Soal Tugas 1: Tentukan apakah tiap pernyataan berikut sesuai dengan ulasan novel: (a) penulis ulasan memberi novel ini tiga dari lima bintang; (b) novel ini membuat penulis ulasan menangis; (c) cerita antara Sydney, Ridge, dan Maggie membuat penulis ulasan lega. Jawab ya atau tidak, lalu kutip kata-kata penentunya dari ulasan novel apa adanya.
Soal Tugas 2: Cari semua baris dalam daftar yang mengandung kata "cliff", lalu salin baris-baris itu.

─── Bagian Teks

Review: Maybe Someday - Mungkin Suatu Hari (Colleen Hoover)

Maybe Someday - Mungkin Suatu Hari

My rating: 3 of 5 stars

Busettt... semoga ini terakhir kali Hoover bikin novel dengan tema semacam ini. Aku ga tau sanggup gak baca cerita yang kayak gini lebih banyak lagi, secara aku dasarnya nggak suka sama cerita2 dimana ada orang ketiga yg jadi penghambat Aku ngga masalah sama cerita heronya yg mencintai orang lain, tapi aku cuma sanggup menanggung kalo itu hanya 'masa lalu', bukan saat ini. Novel ini agak sulit untuk ditanggung, seriusan deh...

Reviewnya lengkap nyusul ya, karena meskipun ceritanya bikin nyesek tapi gak bikin nangis shg jadinya ga lega, novel ini msih punya sisi baik dalam hal penulisan dan penyampaian cerita ataupun emosi yg khas hoover...



---- Lanjutan ----

Oke, aku akan melanjutkan reviewku yang tertunda.

Jadi…. Yah, keluhanku terhadap novel ini ya itu sih. Ceritanya begitu menyesakkan, tapi aku berharap novel ini bikin aku nangis, karena setidaknya aku bisa menuangkan semua rasa frustasiku dalam bentuk air mata. Hanya saja cerita antara Sydney – Ridge – Maggie ini cuma bikin aku tahan nafas, gedeg, gemes, sebel, kesel, bingung, frustasi, dan itu semua ketahan tanpa bisa diungkapkan. Hal tersebut, sama sekali tidak membuatku lega.

──────
─── Data Mentah

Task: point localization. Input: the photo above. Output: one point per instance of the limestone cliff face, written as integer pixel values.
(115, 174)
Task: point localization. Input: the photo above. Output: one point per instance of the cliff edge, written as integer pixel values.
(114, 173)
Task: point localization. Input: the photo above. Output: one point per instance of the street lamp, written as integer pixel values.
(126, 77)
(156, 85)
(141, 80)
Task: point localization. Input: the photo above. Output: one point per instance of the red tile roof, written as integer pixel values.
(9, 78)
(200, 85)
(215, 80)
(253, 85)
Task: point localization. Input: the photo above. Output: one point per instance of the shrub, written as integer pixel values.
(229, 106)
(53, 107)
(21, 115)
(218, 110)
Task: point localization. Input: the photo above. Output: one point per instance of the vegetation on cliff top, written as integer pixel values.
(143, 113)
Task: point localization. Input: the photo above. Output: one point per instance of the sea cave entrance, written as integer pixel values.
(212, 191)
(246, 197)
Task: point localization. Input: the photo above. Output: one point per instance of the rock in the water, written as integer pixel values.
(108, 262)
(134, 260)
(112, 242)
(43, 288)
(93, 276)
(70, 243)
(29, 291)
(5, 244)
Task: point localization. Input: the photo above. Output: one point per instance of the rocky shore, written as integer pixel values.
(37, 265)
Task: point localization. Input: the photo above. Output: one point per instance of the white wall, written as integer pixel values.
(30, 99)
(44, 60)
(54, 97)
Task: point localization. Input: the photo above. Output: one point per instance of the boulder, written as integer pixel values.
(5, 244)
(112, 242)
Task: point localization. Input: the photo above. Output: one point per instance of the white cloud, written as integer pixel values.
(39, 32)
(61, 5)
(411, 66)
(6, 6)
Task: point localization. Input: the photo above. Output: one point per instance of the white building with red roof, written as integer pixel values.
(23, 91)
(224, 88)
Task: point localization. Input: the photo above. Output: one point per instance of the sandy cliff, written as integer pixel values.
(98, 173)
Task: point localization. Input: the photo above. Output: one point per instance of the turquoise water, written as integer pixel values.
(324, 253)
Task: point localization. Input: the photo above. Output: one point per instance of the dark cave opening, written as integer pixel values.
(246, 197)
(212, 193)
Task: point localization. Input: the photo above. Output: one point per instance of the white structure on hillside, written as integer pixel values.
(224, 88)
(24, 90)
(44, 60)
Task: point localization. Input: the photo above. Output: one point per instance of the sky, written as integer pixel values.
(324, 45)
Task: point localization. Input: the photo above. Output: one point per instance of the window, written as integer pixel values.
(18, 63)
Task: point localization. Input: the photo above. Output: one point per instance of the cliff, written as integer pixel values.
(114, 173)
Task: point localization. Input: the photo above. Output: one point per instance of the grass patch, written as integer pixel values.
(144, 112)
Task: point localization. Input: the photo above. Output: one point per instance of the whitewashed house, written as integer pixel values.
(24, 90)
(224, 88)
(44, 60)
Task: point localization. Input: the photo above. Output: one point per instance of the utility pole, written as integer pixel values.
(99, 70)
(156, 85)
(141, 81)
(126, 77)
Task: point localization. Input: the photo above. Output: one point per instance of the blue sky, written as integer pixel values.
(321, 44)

──────

Jawaban Lengkap 1:
(a) Ya: "My rating: 3 of 5 stars"
(b) Tidak: "meskipun ceritanya bikin nyesek tapi gak bikin nangis"
(c) Tidak: "Hal tersebut, sama sekali tidak membuatku lega."

Jawaban Lengkap 2:
Task: point localization. Input: the photo above. Output: one point per instance of the limestone cliff face, written as integer pixel values.
Task: point localization. Input: the photo above. Output: one point per instance of the cliff edge, written as integer pixel values.
Task: point localization. Input: the photo above. Output: one point per instance of the vegetation on cliff top, written as integer pixel values.
Task: point localization. Input: the photo above. Output: one point per instance of the sandy cliff, written as integer pixel values.
Task: point localization. Input: the photo above. Output: one point per instance of the cliff, written as integer pixel values.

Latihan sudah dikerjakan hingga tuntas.